PROBLEM REQUIREMENTS: Rewrite the part of the records that opens with the line containing "the wooden desk." and closes with the line containing "x=748, y=595". Replace every "marker" with "pin" and change nothing else.

--- Start of LISTED ENTRIES ---

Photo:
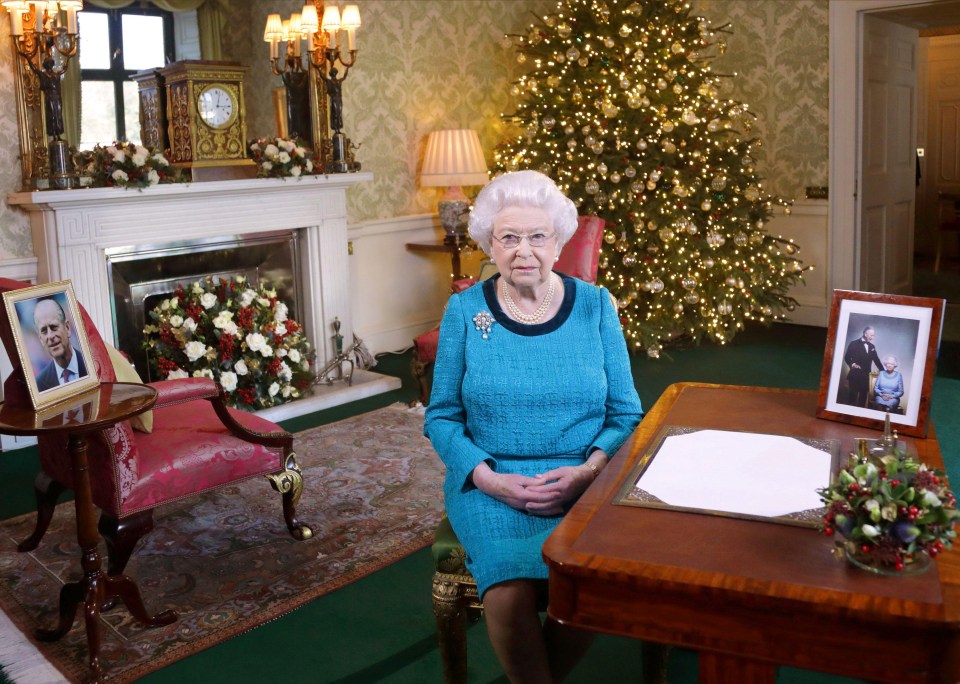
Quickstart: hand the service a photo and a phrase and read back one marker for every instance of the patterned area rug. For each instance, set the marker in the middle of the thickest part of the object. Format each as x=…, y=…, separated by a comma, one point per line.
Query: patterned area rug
x=225, y=562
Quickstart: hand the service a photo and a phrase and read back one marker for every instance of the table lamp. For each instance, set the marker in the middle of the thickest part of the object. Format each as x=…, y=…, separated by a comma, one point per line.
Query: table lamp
x=453, y=158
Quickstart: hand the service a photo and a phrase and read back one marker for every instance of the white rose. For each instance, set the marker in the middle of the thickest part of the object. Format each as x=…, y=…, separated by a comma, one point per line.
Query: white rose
x=223, y=319
x=195, y=350
x=256, y=341
x=228, y=381
x=247, y=297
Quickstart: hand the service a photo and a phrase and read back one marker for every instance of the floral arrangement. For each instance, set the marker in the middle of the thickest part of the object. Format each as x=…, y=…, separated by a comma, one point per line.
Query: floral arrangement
x=890, y=509
x=280, y=158
x=127, y=166
x=239, y=336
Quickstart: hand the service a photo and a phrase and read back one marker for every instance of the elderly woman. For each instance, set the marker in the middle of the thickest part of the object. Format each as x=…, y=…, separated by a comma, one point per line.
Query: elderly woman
x=532, y=394
x=888, y=388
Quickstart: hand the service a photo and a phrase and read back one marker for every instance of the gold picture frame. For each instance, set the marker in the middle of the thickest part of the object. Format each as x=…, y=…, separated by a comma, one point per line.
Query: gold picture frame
x=904, y=328
x=44, y=345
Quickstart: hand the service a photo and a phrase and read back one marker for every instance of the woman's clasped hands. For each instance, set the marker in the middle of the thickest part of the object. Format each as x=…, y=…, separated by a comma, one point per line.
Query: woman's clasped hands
x=544, y=494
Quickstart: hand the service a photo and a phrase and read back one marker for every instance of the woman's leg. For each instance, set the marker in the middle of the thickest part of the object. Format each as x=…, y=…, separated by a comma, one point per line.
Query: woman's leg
x=565, y=646
x=513, y=623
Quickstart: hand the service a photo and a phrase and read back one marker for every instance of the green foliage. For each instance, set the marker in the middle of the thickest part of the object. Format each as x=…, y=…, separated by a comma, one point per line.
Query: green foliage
x=620, y=107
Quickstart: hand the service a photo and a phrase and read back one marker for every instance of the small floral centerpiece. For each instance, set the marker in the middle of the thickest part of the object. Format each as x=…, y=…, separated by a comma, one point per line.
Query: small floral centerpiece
x=280, y=158
x=238, y=335
x=893, y=511
x=127, y=166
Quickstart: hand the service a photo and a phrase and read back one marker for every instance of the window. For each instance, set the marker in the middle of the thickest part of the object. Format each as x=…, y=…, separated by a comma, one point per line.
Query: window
x=114, y=45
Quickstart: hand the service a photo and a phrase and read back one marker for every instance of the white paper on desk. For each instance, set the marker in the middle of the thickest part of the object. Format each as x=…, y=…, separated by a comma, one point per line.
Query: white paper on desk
x=737, y=472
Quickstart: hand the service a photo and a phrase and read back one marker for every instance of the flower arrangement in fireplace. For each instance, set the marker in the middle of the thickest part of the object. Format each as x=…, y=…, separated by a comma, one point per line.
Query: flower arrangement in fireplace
x=280, y=158
x=236, y=334
x=126, y=165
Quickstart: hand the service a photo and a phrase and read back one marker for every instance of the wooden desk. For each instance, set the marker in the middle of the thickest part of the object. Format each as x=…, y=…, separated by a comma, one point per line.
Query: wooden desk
x=78, y=417
x=454, y=248
x=748, y=595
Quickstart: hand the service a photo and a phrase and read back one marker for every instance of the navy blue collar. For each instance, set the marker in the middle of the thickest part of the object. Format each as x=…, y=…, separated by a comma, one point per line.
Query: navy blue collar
x=500, y=316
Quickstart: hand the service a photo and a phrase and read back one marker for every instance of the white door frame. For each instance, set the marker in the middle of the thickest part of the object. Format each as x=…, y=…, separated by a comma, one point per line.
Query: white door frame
x=846, y=38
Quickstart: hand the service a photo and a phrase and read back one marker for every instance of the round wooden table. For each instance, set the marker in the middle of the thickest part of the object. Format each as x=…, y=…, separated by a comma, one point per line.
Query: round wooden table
x=95, y=410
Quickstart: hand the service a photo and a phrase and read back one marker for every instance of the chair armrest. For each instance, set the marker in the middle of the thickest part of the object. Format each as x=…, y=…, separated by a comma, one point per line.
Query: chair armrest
x=171, y=392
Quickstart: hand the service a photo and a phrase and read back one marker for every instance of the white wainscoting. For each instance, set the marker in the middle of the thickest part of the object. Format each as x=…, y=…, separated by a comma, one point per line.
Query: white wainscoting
x=807, y=225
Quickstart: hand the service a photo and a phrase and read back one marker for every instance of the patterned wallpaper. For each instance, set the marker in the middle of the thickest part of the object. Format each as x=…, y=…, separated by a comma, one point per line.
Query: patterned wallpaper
x=429, y=64
x=779, y=51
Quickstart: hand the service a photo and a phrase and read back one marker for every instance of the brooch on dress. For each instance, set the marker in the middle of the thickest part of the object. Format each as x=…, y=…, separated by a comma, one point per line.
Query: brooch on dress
x=484, y=322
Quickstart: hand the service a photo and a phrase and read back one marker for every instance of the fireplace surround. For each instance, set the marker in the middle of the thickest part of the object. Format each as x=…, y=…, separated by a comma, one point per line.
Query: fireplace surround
x=73, y=231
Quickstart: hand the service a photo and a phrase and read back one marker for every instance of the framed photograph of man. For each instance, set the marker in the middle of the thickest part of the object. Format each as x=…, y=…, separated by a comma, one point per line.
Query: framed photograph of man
x=51, y=342
x=879, y=360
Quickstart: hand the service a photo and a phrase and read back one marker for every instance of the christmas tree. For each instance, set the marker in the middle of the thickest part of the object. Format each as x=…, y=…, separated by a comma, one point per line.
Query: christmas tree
x=620, y=107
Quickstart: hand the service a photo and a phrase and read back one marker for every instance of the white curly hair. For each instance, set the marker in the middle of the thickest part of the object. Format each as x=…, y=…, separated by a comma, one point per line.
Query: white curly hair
x=521, y=189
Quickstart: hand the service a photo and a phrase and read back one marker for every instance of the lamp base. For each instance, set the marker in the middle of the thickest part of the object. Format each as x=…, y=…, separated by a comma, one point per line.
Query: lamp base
x=62, y=176
x=453, y=218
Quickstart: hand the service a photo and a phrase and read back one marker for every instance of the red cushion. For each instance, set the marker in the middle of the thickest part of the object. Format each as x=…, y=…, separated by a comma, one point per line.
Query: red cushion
x=581, y=255
x=190, y=451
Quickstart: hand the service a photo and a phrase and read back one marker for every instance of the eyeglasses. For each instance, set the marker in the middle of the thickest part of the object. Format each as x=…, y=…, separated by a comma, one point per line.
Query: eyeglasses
x=511, y=241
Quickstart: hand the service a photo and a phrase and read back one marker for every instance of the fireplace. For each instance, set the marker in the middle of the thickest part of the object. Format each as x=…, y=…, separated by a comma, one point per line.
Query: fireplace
x=142, y=276
x=86, y=235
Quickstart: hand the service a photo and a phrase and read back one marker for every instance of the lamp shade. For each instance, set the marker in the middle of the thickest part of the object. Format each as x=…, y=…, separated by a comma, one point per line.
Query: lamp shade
x=308, y=19
x=453, y=157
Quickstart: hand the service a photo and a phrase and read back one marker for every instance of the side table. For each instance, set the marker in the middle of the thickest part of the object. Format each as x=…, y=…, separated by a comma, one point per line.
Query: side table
x=92, y=411
x=453, y=247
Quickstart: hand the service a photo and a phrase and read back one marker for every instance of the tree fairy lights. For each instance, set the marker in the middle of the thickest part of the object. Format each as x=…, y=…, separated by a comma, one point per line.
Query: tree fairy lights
x=621, y=108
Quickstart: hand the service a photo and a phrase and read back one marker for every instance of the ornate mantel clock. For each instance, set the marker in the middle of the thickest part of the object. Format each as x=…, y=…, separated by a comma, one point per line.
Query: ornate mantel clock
x=207, y=119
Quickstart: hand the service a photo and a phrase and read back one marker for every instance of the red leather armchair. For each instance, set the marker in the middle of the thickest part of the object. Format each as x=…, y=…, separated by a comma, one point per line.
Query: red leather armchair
x=580, y=258
x=197, y=444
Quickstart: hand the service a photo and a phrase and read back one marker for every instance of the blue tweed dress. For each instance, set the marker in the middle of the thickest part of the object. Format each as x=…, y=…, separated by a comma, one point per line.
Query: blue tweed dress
x=525, y=399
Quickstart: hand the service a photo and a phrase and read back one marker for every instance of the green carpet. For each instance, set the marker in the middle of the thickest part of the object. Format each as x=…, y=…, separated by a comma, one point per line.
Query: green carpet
x=380, y=629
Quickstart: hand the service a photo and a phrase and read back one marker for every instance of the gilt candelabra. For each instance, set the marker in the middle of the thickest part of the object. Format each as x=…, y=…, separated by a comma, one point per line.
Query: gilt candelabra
x=45, y=40
x=323, y=52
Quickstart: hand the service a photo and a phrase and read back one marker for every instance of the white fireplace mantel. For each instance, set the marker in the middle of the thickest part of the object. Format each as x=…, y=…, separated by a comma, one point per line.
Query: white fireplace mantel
x=72, y=229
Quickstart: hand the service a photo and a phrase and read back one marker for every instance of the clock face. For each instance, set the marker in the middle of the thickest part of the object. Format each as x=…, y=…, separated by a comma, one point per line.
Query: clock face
x=217, y=106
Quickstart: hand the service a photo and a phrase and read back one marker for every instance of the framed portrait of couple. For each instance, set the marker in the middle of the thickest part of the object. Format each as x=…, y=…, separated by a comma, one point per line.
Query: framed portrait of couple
x=51, y=342
x=880, y=359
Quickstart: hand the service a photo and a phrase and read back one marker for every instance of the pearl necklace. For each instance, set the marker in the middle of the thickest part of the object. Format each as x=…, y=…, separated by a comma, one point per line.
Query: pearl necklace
x=536, y=315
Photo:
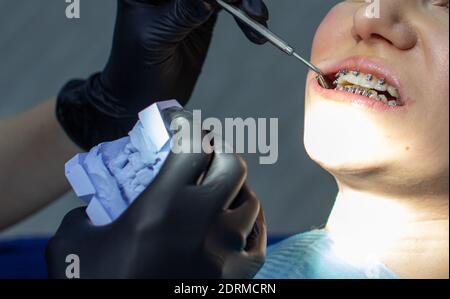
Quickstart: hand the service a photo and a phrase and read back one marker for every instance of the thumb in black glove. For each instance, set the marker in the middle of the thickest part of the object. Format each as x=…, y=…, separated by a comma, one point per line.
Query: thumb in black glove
x=158, y=52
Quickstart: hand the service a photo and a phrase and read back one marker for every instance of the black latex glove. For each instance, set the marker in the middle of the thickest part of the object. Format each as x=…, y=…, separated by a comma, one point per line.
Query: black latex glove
x=197, y=219
x=158, y=52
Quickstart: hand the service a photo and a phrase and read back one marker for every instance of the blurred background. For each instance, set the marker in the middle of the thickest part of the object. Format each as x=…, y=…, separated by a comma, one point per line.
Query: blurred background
x=40, y=49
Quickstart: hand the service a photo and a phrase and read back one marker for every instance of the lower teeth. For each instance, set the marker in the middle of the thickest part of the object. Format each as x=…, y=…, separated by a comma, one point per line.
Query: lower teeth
x=368, y=93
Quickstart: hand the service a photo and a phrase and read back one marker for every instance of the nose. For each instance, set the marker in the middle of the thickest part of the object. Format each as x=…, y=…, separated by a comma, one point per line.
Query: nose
x=385, y=21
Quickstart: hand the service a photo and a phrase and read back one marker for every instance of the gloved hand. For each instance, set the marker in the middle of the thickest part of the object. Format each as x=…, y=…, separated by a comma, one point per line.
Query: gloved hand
x=197, y=219
x=158, y=52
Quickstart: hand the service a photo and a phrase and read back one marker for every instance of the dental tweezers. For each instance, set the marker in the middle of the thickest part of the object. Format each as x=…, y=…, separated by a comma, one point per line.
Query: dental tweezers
x=273, y=39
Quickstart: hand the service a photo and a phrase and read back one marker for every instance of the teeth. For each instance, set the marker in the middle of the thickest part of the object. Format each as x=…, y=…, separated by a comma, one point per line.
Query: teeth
x=372, y=94
x=367, y=81
x=393, y=92
x=382, y=98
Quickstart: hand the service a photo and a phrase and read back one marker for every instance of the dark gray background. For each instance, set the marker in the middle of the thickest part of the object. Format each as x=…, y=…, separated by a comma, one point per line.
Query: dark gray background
x=40, y=50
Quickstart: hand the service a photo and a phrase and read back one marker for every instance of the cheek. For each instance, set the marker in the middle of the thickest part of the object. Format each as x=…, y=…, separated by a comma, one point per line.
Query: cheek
x=334, y=30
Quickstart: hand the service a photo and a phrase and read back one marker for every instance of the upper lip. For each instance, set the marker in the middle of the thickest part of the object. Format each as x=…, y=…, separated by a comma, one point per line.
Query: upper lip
x=366, y=65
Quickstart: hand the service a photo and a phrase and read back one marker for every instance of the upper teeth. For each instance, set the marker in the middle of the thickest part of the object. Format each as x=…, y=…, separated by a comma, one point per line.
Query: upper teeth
x=365, y=84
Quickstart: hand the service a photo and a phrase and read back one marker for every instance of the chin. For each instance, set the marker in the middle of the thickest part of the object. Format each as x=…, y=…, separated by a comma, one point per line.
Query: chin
x=343, y=140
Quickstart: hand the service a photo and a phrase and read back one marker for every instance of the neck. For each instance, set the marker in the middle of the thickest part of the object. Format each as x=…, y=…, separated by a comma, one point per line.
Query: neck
x=409, y=235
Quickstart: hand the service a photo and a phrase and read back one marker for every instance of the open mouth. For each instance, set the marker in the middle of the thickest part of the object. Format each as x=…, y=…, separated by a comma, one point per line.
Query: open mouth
x=365, y=84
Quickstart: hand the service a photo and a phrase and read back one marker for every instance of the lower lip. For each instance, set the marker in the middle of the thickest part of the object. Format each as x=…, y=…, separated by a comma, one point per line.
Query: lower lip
x=353, y=99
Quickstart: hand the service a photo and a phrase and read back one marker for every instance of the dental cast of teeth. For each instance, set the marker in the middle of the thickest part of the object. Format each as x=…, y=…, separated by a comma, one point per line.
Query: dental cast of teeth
x=367, y=85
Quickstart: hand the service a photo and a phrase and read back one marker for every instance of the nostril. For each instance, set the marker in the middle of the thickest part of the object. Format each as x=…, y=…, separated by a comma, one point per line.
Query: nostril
x=377, y=36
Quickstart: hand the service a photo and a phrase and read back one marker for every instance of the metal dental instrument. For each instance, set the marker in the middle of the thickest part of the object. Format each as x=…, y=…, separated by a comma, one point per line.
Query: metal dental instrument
x=272, y=38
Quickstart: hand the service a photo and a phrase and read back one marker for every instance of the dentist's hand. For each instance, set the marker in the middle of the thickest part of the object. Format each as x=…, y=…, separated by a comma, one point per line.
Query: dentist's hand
x=197, y=219
x=158, y=52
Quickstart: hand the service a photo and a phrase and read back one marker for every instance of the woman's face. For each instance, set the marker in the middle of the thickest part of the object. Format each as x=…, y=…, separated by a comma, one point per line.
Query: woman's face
x=387, y=127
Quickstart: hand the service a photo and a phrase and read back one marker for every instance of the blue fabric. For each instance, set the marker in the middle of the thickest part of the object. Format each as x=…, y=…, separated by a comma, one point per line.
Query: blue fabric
x=310, y=256
x=306, y=255
x=24, y=258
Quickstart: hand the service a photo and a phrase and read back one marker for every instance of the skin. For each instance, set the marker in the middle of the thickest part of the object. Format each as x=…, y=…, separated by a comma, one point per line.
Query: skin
x=33, y=150
x=392, y=168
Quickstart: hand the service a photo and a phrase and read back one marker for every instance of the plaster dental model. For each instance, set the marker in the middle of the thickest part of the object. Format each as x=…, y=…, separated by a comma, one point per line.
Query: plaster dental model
x=113, y=174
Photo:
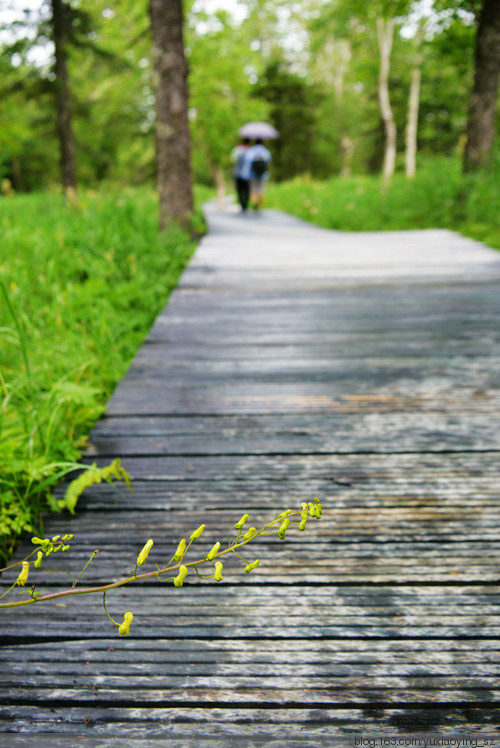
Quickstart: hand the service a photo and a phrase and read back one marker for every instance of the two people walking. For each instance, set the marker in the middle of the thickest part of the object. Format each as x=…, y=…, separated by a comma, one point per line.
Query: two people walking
x=251, y=163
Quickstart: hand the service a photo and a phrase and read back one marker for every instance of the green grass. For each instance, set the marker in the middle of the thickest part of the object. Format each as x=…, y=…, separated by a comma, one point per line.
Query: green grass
x=438, y=197
x=80, y=288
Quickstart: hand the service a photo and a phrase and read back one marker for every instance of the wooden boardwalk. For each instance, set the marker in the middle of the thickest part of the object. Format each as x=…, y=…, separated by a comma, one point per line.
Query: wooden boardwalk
x=291, y=362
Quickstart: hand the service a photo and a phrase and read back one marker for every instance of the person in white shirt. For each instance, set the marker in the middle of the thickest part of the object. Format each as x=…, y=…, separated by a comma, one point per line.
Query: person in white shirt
x=255, y=167
x=242, y=185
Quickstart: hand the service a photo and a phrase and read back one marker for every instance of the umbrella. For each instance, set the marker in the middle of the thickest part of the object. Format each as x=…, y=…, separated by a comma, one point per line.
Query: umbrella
x=259, y=130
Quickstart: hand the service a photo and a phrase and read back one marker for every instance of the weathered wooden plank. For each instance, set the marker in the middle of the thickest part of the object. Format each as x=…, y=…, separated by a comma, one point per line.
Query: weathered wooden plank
x=385, y=432
x=251, y=398
x=358, y=469
x=365, y=374
x=219, y=723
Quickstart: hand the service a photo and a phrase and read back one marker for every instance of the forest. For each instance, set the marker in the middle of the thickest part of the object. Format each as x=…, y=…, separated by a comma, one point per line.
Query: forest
x=118, y=117
x=352, y=87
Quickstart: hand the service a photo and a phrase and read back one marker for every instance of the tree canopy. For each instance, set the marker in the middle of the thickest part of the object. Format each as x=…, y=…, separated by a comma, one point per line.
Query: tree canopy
x=312, y=68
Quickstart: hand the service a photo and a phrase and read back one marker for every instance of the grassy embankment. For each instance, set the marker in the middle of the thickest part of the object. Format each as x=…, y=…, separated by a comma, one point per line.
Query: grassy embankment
x=438, y=197
x=79, y=292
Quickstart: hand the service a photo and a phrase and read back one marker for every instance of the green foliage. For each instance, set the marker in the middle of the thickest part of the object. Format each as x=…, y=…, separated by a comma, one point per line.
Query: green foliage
x=439, y=196
x=81, y=289
x=311, y=67
x=221, y=93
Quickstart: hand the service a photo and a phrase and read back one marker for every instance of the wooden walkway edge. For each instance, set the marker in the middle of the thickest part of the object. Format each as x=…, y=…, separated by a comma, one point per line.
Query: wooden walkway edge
x=291, y=362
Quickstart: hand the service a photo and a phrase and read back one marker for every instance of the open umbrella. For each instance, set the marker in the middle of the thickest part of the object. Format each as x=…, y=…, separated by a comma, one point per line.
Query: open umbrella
x=258, y=130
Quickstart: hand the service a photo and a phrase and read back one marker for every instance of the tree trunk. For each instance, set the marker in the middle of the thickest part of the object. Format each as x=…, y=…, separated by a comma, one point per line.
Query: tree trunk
x=385, y=31
x=173, y=156
x=63, y=97
x=412, y=124
x=483, y=100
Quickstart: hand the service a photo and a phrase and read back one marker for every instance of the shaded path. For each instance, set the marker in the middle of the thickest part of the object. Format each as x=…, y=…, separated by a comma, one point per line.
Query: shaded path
x=293, y=362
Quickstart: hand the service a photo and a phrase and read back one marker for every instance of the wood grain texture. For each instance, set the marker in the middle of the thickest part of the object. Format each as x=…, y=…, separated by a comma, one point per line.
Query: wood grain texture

--- End of LISTED ENTRIES ---

SOLUTION TO THIS PROBLEM:
Quickstart: hand the service a photo and a phrase and read back one pin for every instance of the wooden desk. For each instance, set the pin in the middle of the thickest part of the object. Format each as x=…, y=…, separated by a comma, one point per line.
Query: wooden desk
x=78, y=417
x=454, y=248
x=748, y=595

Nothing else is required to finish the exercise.